Put every line of the records below into a numbered list, leaving out any blank lines.

(Excerpts from a point labeling dataset)
━━━━━━━━━━━━━━━━━━━━━━━━━━━━━━
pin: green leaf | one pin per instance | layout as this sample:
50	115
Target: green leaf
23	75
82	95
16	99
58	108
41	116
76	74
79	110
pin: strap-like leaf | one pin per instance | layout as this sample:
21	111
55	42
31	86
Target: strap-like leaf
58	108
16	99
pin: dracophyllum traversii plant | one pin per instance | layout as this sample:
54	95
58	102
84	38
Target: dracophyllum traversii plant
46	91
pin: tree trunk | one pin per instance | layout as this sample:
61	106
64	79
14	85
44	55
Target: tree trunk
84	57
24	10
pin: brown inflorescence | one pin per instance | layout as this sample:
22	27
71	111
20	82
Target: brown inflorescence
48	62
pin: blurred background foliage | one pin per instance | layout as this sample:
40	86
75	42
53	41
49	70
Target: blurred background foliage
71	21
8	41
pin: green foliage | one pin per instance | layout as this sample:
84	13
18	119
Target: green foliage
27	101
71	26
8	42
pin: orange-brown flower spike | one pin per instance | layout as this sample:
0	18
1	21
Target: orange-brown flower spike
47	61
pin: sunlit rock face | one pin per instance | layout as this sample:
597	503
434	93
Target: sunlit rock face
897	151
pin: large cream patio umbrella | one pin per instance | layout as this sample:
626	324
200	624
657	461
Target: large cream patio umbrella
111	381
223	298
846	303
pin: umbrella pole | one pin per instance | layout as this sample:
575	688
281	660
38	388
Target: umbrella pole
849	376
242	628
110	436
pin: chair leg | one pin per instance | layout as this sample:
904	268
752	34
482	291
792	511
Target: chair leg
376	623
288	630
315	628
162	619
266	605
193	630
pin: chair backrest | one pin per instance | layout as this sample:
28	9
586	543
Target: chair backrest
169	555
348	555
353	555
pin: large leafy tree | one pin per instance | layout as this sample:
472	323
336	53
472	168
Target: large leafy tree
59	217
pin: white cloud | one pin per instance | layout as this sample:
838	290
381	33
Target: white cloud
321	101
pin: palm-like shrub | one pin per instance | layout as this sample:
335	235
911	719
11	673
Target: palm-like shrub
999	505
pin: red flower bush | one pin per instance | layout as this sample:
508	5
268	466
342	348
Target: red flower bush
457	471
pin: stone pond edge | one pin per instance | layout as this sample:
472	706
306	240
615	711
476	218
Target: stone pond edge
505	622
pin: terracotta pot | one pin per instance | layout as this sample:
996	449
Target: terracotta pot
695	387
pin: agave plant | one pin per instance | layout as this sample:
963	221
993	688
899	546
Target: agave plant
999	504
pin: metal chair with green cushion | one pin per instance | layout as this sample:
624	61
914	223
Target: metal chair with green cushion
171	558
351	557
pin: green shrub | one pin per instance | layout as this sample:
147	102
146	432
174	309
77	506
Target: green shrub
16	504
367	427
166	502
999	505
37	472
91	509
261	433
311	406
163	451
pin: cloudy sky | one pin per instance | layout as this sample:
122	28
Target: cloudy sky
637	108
━━━━━━━━━━━━━━━━━━━━━━━━━━━━━━
▸ **Solved exercise**
1. pin: green leaf | one pin per instance | layout as this sample:
2. 50	115
3. Target: green leaf
4. 23	75
5. 82	95
6. 16	99
7. 58	108
8. 41	116
9. 76	74
10. 79	110
11. pin: strap-like leaf | one pin per instance | layout as this sample:
12. 21	111
13. 55	42
14. 31	86
15. Target: strap-like leaf
16. 58	108
17. 16	99
18. pin: dracophyllum traversii plant | one pin per instance | layout as this sample:
19. 54	95
20. 58	102
21. 84	38
22. Target: dracophyllum traversii plant
23. 46	91
24. pin: tree trunk | one pin per instance | layout as this sample:
25. 61	106
26. 64	79
27. 14	85
28. 44	55
29. Target: tree trunk
30. 84	57
31. 24	10
32. pin: brown inflorescence | one pin per instance | layout as this sample:
33. 22	27
34. 71	111
35. 20	82
36. Target: brown inflorescence
37. 48	62
38. pin: blurred background foliage | one pin per instance | layout as this sample:
39. 40	86
40. 75	42
41. 53	41
42. 49	70
43. Target: blurred background foliage
44. 71	21
45. 8	41
46. pin: green foliage | one pin per instance | layout as this sample:
47. 84	13
48. 18	119
49. Target: green foliage
50. 27	101
51. 71	26
52. 8	42
53. pin: orange-brown flower spike | one pin per instance | layout as this sample:
54. 0	18
55. 1	21
56. Target: orange-brown flower spike
57. 47	61
58. pin: sunlit rock face | one pin per instance | layout as this sample:
59. 597	503
60. 434	93
61. Target: sunlit rock face
62. 897	151
63. pin: large cream patio umbrella | one pin per instance | layout as this sample:
64. 626	324
65. 200	624
66. 657	461
67. Target: large cream patio umbrella
68. 111	381
69. 223	298
70. 846	303
71. pin: umbrella pole | one pin per instance | layout as this sample:
72. 575	688
73. 281	660
74. 38	388
75. Target: umbrella pole
76. 849	376
77. 242	628
78. 110	436
79. pin: chair leg | one pin per instance | layout as this sample:
80. 904	268
81. 752	34
82. 482	291
83. 792	511
84. Target: chair leg
85. 376	623
86. 288	630
87. 315	628
88. 162	619
89. 266	605
90. 193	630
91. pin: chair backrest | one pin per instance | layout as this sample:
92. 28	9
93. 586	543
94. Target: chair backrest
95. 169	555
96. 348	555
97. 353	555
98. pin: large leafy tree | one pin per instance | layout as this sample:
99. 472	323
100. 336	53
101. 472	168
102. Target: large leafy tree
103. 59	217
104. pin: white cloud | one pin per instance | layout as this sample:
105. 838	290
106. 381	33
107. Target: white cloud
108. 321	101
109. pin: palm-like shrub | one pin per instance | layout as this sample:
110. 335	235
111. 911	719
112. 11	673
113. Target: palm-like shrub
114. 999	505
115. pin: red flower bush | one pin per instance | layout as this sample:
116. 508	5
117. 268	466
118. 342	348
119. Target: red flower bush
120. 457	471
121. pin: stone pond edge | one pin per instance | layout as this sample:
122. 472	706
123. 306	240
124. 615	711
125. 476	218
126. Target: stone pond edge
127. 505	622
128. pin: terracotta pot | one pin per instance | layout as this sample:
129. 996	449
130. Target: terracotta pot
131. 695	387
132. pin: agave plant | one pin per instance | layout as this sample:
133. 963	221
134. 993	688
135. 899	546
136. Target: agave plant
137. 999	504
138. pin: metal chair with green cushion | one pin per instance | layout as this sample:
139. 624	61
140. 914	223
141. Target: metal chair with green cushion
142. 171	558
143. 351	557
144. pin: green shrub | one pin per instance | layout as this sample:
145. 147	102
146. 146	432
147. 174	309
148. 77	506
149. Target: green shrub
150. 16	504
151. 367	427
152. 166	502
153. 999	505
154. 37	472
155. 91	509
156. 261	433
157. 311	406
158. 163	451
159. pin: cloudy sky | one pin per instance | layout as this sample:
160. 122	28
161. Target: cloudy sky
162. 637	108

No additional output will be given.